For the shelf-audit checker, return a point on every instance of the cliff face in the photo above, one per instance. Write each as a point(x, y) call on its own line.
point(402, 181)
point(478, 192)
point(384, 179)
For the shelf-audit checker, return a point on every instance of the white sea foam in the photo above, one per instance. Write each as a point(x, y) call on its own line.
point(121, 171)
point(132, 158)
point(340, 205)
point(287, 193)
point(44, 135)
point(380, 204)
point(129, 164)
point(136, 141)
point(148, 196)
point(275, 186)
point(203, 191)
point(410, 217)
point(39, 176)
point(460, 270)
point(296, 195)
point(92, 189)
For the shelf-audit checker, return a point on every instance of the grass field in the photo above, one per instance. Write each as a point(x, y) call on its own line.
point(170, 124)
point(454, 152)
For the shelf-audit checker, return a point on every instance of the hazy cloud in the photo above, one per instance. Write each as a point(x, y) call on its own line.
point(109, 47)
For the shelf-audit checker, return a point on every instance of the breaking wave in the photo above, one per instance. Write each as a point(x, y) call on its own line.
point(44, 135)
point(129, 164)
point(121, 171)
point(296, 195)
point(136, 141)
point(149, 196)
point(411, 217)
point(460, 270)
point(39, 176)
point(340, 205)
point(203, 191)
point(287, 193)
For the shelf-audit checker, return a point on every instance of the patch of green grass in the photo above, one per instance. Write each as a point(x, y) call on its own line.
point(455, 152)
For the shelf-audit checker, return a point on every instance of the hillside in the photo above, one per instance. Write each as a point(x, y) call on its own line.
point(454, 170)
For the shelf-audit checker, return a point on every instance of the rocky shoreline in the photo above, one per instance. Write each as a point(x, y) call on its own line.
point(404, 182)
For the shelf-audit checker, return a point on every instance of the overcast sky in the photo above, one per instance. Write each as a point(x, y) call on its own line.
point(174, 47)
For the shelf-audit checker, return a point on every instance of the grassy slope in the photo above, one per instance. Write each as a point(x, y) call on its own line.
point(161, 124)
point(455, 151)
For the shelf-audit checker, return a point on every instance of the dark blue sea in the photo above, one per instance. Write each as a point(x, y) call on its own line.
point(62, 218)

==

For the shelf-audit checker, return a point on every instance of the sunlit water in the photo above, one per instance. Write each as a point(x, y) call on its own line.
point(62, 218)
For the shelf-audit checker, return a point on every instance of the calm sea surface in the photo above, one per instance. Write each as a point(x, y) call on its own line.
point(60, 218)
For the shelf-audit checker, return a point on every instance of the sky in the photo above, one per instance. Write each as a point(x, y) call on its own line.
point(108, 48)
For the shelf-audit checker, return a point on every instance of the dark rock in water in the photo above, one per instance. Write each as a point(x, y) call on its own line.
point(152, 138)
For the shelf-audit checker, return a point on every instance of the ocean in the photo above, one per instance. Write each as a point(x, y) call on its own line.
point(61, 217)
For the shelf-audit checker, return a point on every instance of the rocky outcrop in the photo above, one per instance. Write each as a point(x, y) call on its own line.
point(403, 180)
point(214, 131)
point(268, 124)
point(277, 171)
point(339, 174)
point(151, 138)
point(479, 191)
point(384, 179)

--

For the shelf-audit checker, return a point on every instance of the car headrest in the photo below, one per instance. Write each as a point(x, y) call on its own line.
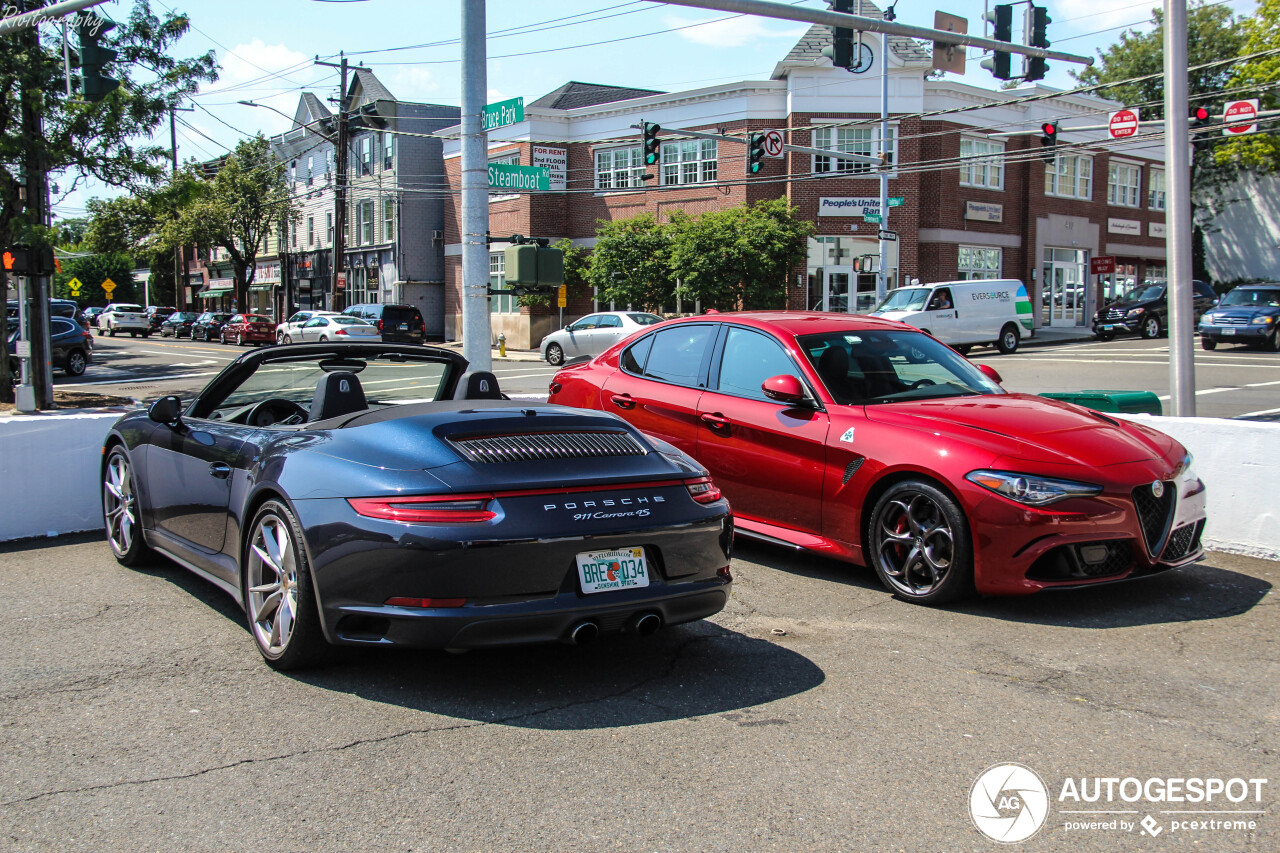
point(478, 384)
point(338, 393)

- **Directions for this task**
Retype, unchanged, the listing from the line containing "of the overcast" to the line containing "point(455, 151)", including both of those lines.

- **Result below**
For the shelf-audit checker, return a point on every instance of the overcast sky in the photo above, one per instance. Write each as a point(x, y) call on its own line.
point(174, 47)
For the shelf-audit checker, return a point on every instance of the grassy slope in the photo above, one per instance. Write each as a point(x, y) call on its own line.
point(161, 124)
point(455, 151)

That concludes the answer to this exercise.